Implementation:Astronomer Astronomer cosmos LegacyDbtProject Parser

Knowledge Sources	Astronomer_Astronomer_cosmos
Domains	dbt Parsing, Project Discovery, DAG Construction
Last Updated	2026-02-07 17:00 GMT

Overview

Legacy dbt project parser that walks a dbt project directory tree to discover and extract models, snapshots, seeds, and tests along with their upstream dependencies and configuration metadata.

Description

The cosmos.dbt.parser.project module provides a file-system-based parser for dbt projects. It is considered the "legacy" parser because newer versions of Cosmos support parsing via dbt ls and manifest files. This parser operates entirely by reading SQL, Python, CSV, and YAML files from the project directory.

DbtModelType is an enumeration with four members:

DBT_MODEL -- A dbt model (SQL or Python)
DBT_SNAPSHOT -- A dbt snapshot
DBT_SEED -- A dbt seed (CSV data)
DBT_TEST -- A dbt test extracted from YAML column definitions

DbtModelConfig is a dataclass that holds:

config_selectors -- A set of strings in "key:value" format (e.g., "materialized:table", "tags:daily")
upstream_models -- A set of model names that this model depends on

DbtModelConfig supports addition via __add__, which merges two configs with an order-of-operations rule: SQL-file-level configs (materialized, schema) take precedence over properties.yml configs. Tags are always collected from both sources.

DbtModel is a dataclass representing a single dbt entity. On initialization (__post_init__), it reads the file at its path and extracts:

For SQL files: Uses Jinja2 template parsing to find ref() calls (upstream dependencies) and config() calls (materialized, schema, tags selectors)
For Python files: Uses Python AST parsing via extract_python_file_upstream_requirements() to find dbt.ref() calls within the model() function
For Snapshots: Extracts the snapshot name from the Template:% snapshot name % Jinja block and parses the body for refs
For Seeds and Tests: No file parsing is performed

The standalone function extract_python_file_upstream_requirements(code) parses Python source code using ast.parse(), locates the model() function definition, walks its AST to find all .ref() method calls, and returns the list of referenced entity names.

_Data provided:_
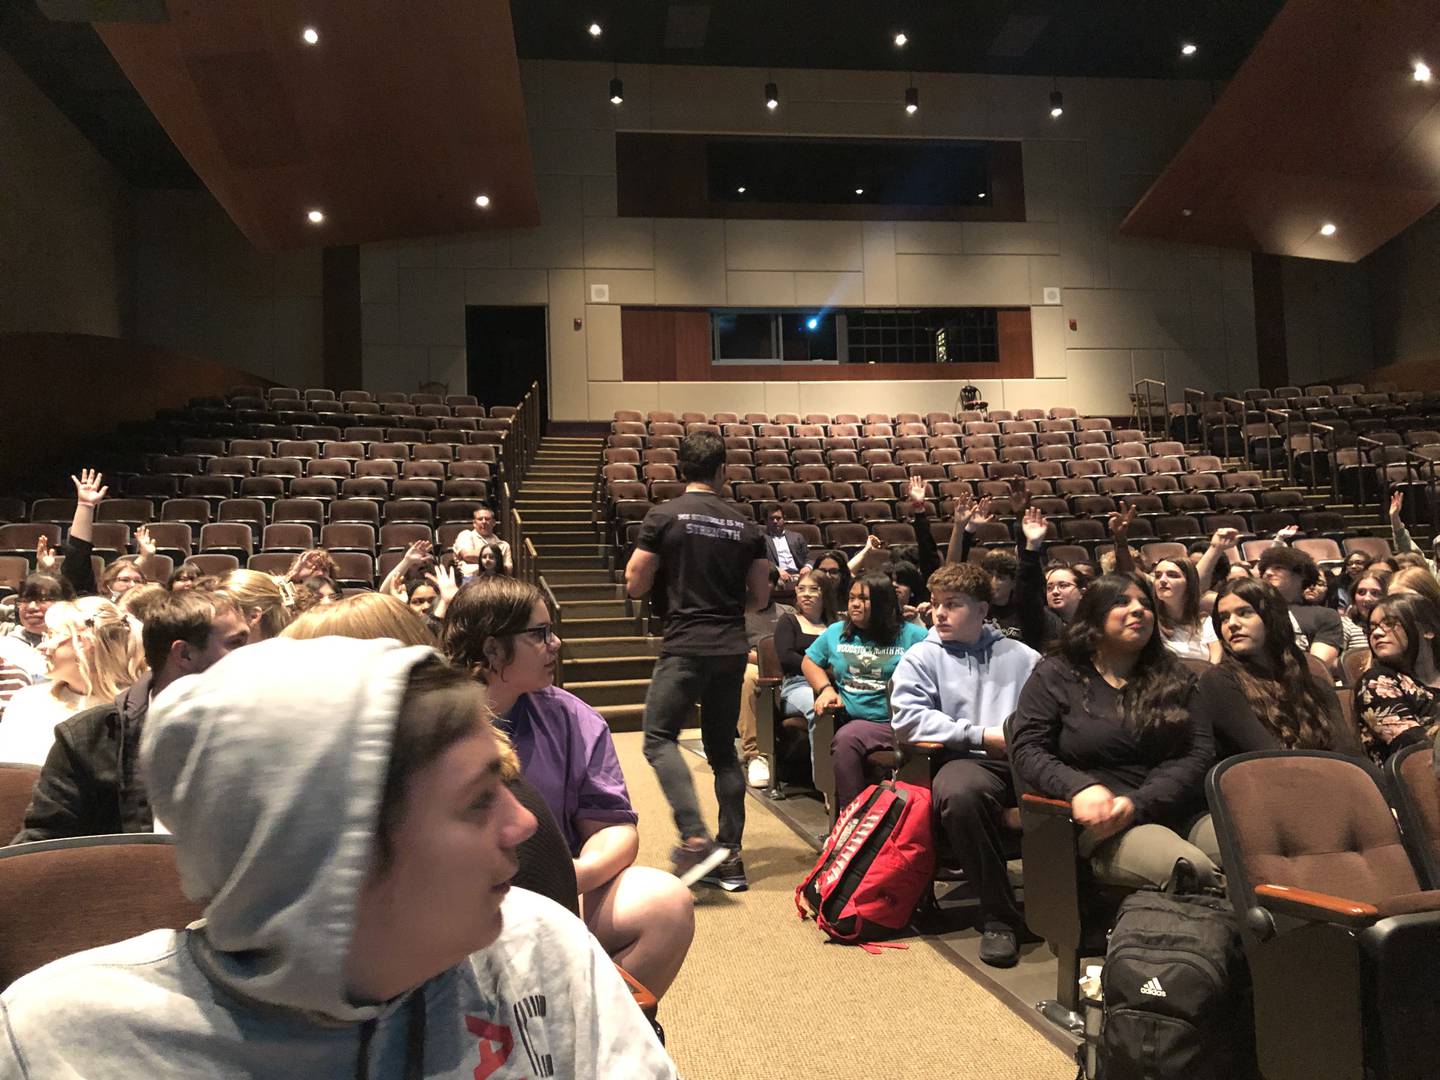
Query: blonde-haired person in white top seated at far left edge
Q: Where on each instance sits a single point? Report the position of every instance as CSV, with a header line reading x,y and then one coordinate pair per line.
x,y
93,656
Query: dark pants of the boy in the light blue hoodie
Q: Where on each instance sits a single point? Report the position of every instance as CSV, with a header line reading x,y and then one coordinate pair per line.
x,y
970,797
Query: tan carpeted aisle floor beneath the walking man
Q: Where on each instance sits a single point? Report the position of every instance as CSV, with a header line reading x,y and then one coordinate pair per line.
x,y
765,996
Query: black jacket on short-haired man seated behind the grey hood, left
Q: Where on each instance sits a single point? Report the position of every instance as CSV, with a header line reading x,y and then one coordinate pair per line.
x,y
91,781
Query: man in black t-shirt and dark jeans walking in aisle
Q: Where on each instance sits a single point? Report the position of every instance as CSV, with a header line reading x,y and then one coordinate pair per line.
x,y
703,567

_Exercises to complete:_
1. In the dbt parser text, what happens with seeds and tests when a DbtModel is initialized?
2. Please resume the dbt parser text after its final sentence.
The lines are separate material and have nothing to do with the dbt parser text.

_Per-task outputs:_
1. No file parsing is performed for them.

2.
LegacyDbtProject is the main entry point dataclass. Given a project_name and optional directory overrides, its __post_init__ method:

Resolves directory paths (defaults: /usr/local/airflow/dags/dbt/{project_name}, models in models/, snapshots in snapshots/, seeds in seeds/)
Recursively globs *.sql and *.py files under the models directory
Recursively globs *.sql files under the snapshots directory
Recursively globs *.csv files under the seeds directory
Recursively globs *.yml config files under the models directory to extract column-level tests and merge config selectors

The YAML config handler (_handle_config_file) processes the models: key in properties.yml files. For each model entry, it extracts column-level tests (creating DbtModel entries of type DBT_TEST with upstream dependencies) and config selectors. If no materialized config is found, it defaults to "materialized:view" to match dbt's default behaviour.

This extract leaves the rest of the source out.